**Exercise prompt:** Report each line in the rows below that contains the word "black", copying every such line in full.

**Stored records:**
=======
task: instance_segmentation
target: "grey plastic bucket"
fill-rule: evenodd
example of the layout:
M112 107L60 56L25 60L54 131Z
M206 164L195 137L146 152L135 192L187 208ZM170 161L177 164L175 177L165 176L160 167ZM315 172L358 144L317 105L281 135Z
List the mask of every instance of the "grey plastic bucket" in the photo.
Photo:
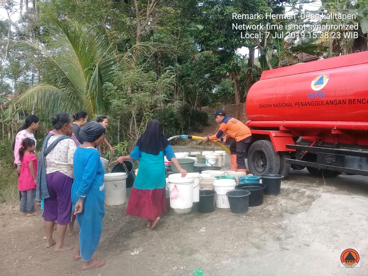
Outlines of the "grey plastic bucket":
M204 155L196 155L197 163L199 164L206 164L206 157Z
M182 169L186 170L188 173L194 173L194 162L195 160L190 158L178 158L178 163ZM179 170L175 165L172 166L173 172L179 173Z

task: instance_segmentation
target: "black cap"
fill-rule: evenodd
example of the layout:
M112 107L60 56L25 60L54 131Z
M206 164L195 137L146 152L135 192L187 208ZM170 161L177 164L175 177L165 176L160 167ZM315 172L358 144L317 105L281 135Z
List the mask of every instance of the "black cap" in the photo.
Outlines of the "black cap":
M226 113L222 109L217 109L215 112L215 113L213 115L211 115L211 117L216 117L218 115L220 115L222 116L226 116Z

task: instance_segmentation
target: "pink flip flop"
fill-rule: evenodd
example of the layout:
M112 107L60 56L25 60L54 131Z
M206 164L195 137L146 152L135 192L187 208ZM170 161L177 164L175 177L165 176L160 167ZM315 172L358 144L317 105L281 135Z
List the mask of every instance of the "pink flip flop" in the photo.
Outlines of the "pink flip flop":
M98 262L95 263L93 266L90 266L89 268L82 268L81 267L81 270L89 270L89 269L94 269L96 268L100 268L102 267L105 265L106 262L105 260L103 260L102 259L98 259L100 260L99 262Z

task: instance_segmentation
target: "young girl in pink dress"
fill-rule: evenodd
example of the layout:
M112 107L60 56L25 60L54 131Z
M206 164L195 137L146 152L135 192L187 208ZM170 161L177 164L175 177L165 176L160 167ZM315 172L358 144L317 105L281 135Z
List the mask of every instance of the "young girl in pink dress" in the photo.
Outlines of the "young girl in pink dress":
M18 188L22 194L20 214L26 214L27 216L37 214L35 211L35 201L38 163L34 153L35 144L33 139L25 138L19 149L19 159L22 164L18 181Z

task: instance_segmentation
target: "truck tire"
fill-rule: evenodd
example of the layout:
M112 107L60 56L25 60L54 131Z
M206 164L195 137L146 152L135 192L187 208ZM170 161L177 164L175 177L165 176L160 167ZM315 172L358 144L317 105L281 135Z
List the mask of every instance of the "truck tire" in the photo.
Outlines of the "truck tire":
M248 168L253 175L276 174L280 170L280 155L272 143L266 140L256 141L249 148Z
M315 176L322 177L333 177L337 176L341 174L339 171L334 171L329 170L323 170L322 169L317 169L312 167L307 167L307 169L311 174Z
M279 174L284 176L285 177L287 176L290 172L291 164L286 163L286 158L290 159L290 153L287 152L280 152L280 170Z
=======
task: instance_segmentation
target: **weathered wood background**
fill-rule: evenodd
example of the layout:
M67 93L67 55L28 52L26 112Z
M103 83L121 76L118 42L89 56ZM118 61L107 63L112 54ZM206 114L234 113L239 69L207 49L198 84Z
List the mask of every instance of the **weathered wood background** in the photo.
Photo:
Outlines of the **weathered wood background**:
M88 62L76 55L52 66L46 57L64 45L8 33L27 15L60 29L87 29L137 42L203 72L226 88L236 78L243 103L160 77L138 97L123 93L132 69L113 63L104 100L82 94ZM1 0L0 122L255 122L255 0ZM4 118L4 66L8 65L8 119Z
=======
**Response:**
target: "black cap"
List the mask of every instance of the "black cap" in the photo.
Outlines of the "black cap":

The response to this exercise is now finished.